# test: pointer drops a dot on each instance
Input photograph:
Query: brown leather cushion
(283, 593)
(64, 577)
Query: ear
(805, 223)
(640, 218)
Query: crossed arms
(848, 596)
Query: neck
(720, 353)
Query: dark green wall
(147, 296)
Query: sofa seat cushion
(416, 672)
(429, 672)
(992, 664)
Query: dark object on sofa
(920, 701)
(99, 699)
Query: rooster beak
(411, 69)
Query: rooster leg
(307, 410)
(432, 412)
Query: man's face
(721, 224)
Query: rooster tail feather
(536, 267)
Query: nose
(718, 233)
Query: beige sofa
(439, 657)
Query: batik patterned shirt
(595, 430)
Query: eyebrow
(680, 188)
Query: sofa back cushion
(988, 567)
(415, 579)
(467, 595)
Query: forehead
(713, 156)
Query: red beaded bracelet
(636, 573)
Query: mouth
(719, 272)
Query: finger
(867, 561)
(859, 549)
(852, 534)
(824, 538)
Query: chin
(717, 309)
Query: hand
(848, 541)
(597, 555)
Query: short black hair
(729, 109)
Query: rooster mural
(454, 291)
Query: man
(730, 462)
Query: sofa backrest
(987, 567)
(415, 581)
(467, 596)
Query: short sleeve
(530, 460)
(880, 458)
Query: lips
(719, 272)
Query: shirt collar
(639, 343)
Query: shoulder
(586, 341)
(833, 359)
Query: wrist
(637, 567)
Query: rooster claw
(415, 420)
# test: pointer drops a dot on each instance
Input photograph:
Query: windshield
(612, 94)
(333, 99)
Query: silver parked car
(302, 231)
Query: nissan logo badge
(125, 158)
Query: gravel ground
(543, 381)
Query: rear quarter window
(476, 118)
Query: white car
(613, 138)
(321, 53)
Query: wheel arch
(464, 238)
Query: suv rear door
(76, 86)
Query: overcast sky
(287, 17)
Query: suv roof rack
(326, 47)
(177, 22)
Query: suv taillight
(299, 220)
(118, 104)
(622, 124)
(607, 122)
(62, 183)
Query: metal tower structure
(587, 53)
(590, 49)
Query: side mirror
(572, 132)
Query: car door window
• • • • • • •
*What to work on:* Copy every line of the material above, starting with the line that contains "Query: nissan logo badge" and running down to its final line, with nothing changed.

*The completed task:*
Query: nissan logo badge
(125, 158)
Query: gravel ground
(543, 381)
Query: rear quarter window
(476, 118)
Query: white car
(613, 138)
(321, 53)
Query: wheel arch
(464, 238)
Query: suv rear door
(76, 86)
Query: overcast sky
(287, 17)
Query: suv roof rack
(326, 47)
(177, 22)
Query: suv taillight
(299, 220)
(118, 104)
(622, 124)
(607, 122)
(62, 183)
Query: metal tower structure
(587, 53)
(590, 49)
Query: side mirror
(572, 132)
Query: car door window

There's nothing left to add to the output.